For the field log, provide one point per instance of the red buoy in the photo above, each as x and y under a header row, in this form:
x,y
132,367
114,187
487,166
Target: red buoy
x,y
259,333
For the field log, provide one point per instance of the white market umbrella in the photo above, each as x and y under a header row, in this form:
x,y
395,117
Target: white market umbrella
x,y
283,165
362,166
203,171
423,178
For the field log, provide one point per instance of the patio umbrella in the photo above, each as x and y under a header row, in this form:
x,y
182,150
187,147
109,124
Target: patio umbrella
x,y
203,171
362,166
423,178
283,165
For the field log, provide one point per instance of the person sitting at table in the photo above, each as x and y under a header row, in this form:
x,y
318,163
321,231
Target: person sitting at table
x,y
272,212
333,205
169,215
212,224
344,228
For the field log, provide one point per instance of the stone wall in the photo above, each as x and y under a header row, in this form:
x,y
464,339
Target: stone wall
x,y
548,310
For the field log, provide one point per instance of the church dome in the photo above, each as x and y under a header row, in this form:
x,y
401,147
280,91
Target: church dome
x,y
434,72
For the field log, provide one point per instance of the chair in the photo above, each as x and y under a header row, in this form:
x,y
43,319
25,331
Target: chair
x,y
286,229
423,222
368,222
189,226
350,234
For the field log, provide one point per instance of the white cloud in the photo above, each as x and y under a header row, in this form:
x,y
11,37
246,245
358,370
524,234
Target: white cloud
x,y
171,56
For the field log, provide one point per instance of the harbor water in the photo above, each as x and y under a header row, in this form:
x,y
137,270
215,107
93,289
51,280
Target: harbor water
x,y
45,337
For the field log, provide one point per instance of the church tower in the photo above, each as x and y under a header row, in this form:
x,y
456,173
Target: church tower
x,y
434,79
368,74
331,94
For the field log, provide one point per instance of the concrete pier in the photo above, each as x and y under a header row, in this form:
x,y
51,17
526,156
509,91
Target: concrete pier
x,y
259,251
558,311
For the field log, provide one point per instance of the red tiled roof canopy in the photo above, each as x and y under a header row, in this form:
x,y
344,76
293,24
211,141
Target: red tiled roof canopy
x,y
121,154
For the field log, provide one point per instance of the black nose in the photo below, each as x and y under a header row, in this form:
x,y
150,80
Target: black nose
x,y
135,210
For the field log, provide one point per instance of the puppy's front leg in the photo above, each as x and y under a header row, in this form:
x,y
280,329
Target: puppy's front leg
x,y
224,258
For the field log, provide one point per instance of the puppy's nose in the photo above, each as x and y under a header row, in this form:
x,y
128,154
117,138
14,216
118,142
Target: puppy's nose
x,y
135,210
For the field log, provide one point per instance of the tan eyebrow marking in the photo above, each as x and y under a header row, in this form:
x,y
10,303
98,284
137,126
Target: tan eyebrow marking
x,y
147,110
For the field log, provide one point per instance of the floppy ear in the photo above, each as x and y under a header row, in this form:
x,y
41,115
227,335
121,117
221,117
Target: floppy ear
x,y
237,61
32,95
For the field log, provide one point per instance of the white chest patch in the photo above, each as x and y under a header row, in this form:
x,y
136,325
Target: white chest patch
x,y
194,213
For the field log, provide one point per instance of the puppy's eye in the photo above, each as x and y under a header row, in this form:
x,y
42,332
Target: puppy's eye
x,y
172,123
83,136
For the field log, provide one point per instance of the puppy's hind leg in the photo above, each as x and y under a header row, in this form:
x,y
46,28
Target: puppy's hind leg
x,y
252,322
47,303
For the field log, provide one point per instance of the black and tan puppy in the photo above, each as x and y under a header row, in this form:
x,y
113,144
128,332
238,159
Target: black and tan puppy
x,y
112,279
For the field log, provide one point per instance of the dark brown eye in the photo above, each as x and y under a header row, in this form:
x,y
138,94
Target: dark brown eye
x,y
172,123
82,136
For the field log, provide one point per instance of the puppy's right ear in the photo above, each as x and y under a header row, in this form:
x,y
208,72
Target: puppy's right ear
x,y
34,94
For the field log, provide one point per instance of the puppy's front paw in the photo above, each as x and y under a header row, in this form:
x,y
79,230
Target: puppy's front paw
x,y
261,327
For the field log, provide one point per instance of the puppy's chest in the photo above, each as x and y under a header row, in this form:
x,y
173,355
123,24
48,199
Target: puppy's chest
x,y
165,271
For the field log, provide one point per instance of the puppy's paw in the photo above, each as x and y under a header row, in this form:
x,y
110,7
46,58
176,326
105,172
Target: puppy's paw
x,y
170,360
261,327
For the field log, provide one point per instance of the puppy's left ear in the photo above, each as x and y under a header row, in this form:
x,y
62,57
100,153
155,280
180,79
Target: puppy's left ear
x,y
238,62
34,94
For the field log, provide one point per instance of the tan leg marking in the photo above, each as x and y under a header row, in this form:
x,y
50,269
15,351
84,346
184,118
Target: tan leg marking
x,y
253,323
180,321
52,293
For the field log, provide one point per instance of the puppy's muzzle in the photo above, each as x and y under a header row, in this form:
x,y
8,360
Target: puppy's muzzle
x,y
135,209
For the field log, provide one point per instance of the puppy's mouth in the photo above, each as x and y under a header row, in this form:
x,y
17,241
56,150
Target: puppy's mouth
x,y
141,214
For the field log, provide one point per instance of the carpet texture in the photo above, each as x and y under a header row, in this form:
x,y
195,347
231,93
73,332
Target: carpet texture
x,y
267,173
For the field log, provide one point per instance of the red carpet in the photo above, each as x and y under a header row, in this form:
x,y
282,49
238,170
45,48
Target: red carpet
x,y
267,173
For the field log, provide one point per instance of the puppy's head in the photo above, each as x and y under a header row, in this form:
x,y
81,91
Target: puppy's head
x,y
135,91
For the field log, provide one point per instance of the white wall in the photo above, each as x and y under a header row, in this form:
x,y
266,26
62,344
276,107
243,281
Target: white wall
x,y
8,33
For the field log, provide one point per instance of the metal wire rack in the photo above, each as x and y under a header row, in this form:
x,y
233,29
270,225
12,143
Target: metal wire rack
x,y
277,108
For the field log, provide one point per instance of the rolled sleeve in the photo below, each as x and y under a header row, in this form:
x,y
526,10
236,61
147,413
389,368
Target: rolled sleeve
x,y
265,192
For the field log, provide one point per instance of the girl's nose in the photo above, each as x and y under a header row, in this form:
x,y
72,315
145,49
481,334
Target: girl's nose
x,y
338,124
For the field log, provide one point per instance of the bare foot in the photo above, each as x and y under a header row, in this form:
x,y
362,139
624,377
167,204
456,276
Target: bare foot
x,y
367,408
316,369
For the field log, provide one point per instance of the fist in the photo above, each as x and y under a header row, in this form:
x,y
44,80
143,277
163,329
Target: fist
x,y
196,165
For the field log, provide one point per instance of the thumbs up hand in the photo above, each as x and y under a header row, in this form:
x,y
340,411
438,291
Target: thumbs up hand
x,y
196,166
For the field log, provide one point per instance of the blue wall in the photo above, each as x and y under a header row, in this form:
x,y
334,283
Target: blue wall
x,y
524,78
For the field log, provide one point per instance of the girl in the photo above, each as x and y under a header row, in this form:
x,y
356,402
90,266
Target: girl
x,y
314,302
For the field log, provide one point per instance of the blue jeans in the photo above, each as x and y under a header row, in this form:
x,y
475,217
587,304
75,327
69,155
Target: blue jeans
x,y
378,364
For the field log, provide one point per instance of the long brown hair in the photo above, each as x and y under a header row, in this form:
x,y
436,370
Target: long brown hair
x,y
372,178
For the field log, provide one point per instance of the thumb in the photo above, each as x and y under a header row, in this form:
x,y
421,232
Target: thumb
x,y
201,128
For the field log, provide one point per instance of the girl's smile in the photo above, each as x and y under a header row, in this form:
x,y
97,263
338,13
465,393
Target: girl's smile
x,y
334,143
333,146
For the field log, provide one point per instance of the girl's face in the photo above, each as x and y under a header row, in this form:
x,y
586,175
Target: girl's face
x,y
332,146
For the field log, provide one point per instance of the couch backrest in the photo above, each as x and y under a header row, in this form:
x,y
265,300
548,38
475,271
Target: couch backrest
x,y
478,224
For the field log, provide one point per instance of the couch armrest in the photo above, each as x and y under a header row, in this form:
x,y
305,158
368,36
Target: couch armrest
......
_Short problem_. Transcribe, word for word, every line from the one containing "the thumb in" through the final line of the entries, and nothing else.

_Output below_.
For the field log, provide one point per instance of the thumb in the photo above, each as x and y under a header row, in this form:
x,y
421,232
Target: thumb
x,y
201,128
For the field log, provide one point per instance of the girl's smile in the photo above, each as x and y under a header row, in this form:
x,y
97,263
338,13
465,393
Target: girl's smile
x,y
334,143
333,146
For the field log, provide one point per instance of the girl's face in the photo above, each as x and y under a header row, in this form:
x,y
586,175
Target: girl's face
x,y
332,146
For the field log, provide one point per instance of the couch backrest in the photo above, each as x and y under a header row, in this form:
x,y
265,300
548,38
475,271
Target: couch backrest
x,y
478,224
For the field log, provide one point per instance of the couch armrest in the photo above, each as x and y under a header row, in this form:
x,y
305,158
368,36
Target: couch armrest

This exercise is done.